» PROBLEM REQUIREMENTS: From the items below, collect and copy out each line that contains the string "gate".

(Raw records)
-- start --

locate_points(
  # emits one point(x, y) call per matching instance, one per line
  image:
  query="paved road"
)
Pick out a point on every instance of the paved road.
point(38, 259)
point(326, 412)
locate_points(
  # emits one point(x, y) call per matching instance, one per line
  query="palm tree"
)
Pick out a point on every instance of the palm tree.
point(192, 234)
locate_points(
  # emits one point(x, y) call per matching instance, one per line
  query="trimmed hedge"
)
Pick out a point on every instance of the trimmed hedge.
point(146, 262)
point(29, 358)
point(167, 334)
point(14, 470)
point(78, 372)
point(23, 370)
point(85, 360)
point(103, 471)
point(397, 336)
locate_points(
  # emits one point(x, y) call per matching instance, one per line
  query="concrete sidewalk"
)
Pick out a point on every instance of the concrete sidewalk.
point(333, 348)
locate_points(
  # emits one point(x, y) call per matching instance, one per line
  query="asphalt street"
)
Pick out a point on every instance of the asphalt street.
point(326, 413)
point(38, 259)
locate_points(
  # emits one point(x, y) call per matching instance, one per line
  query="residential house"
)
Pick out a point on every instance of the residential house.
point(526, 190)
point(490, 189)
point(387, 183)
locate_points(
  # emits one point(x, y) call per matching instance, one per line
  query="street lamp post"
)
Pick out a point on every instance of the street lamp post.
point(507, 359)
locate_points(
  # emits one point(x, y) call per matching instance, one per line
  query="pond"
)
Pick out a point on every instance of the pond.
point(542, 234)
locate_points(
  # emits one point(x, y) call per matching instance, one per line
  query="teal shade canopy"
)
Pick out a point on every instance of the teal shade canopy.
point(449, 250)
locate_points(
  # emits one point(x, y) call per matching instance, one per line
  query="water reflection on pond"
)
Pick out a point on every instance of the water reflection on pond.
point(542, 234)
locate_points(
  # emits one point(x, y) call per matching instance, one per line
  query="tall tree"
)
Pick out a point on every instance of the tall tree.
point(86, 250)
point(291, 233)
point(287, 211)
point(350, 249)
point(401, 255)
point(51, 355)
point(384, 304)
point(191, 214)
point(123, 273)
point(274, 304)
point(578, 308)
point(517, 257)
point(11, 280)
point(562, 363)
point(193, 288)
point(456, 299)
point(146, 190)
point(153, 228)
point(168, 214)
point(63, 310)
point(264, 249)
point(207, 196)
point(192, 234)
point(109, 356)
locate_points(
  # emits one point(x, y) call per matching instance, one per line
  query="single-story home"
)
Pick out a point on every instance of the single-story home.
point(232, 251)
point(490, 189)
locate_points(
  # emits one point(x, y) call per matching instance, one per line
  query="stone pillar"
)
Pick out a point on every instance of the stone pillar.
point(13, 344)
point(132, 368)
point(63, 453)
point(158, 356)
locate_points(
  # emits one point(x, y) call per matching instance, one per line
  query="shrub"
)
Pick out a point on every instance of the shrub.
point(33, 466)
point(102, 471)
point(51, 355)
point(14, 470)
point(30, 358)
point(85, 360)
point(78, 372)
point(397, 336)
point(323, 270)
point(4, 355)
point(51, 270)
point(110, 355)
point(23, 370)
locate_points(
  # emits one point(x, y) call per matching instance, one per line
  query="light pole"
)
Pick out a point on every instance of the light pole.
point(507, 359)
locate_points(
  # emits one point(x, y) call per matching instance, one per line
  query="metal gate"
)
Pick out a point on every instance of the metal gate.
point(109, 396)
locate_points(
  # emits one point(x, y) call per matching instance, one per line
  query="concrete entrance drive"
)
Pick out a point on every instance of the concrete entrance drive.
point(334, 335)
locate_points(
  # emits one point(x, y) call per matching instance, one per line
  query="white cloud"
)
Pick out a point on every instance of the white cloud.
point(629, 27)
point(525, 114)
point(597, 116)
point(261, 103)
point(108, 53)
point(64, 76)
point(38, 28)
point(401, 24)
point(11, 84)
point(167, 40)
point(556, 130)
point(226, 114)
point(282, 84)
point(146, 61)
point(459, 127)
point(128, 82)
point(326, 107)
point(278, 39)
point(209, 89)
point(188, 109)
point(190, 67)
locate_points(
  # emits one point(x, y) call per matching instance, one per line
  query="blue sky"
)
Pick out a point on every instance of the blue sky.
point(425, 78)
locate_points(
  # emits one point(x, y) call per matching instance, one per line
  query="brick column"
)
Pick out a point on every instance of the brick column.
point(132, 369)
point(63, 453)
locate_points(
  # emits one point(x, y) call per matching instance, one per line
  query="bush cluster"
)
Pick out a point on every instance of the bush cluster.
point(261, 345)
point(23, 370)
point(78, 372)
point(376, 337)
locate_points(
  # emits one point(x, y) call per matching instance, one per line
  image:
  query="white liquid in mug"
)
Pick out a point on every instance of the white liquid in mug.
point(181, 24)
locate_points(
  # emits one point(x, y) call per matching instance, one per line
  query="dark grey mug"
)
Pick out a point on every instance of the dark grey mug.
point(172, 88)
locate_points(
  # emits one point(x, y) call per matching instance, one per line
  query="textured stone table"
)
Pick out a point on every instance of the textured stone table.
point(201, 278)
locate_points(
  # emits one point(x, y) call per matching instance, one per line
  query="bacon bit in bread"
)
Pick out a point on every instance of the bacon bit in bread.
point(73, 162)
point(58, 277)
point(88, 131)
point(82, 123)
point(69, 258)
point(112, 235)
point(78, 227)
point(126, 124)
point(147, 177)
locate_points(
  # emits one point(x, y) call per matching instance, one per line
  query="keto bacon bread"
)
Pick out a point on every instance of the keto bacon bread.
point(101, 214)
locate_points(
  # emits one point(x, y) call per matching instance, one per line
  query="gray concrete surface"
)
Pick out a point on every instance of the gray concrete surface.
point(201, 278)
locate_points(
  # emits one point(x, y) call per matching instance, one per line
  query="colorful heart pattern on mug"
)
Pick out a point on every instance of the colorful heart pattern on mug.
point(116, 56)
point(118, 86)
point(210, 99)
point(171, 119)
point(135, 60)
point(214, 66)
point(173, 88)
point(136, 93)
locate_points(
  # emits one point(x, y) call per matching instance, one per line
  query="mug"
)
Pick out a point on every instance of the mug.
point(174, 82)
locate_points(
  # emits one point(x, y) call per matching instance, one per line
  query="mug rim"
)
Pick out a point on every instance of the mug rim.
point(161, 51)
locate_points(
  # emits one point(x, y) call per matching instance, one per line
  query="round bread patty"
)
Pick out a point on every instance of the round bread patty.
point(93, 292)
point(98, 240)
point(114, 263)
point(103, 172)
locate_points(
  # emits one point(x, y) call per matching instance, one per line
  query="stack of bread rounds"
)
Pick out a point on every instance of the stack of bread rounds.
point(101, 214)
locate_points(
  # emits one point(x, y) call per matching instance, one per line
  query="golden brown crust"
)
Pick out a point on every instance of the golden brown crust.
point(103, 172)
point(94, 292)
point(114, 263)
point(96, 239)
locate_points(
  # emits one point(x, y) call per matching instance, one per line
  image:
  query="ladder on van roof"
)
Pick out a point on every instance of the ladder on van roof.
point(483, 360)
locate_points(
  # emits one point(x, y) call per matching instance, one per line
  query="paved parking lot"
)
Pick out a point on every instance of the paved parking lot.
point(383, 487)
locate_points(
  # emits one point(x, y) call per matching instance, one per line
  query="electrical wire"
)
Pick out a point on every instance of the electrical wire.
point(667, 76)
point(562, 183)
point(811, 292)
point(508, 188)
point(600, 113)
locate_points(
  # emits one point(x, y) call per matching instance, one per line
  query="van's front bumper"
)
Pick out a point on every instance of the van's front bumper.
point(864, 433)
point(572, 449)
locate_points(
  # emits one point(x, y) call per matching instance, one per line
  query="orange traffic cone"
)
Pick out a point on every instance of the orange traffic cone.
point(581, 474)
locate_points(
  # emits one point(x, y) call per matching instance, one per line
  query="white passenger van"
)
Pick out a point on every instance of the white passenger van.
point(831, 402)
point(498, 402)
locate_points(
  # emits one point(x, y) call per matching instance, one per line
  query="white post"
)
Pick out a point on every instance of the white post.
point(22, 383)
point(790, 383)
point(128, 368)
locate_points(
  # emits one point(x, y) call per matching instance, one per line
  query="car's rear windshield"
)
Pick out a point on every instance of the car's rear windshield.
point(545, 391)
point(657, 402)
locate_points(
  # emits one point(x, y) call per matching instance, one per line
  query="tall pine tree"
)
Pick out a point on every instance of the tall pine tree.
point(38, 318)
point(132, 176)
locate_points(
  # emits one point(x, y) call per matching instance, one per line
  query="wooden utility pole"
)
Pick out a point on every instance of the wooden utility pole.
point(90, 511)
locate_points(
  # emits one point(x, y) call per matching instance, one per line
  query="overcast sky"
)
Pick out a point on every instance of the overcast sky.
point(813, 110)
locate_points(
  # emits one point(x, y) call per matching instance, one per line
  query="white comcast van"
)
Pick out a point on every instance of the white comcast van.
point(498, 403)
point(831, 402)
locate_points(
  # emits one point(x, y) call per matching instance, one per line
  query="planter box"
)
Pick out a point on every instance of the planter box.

-- end --

» EXPECTED ANSWER:
  query="metal gate"
Pick out a point on every instance of the metal gate.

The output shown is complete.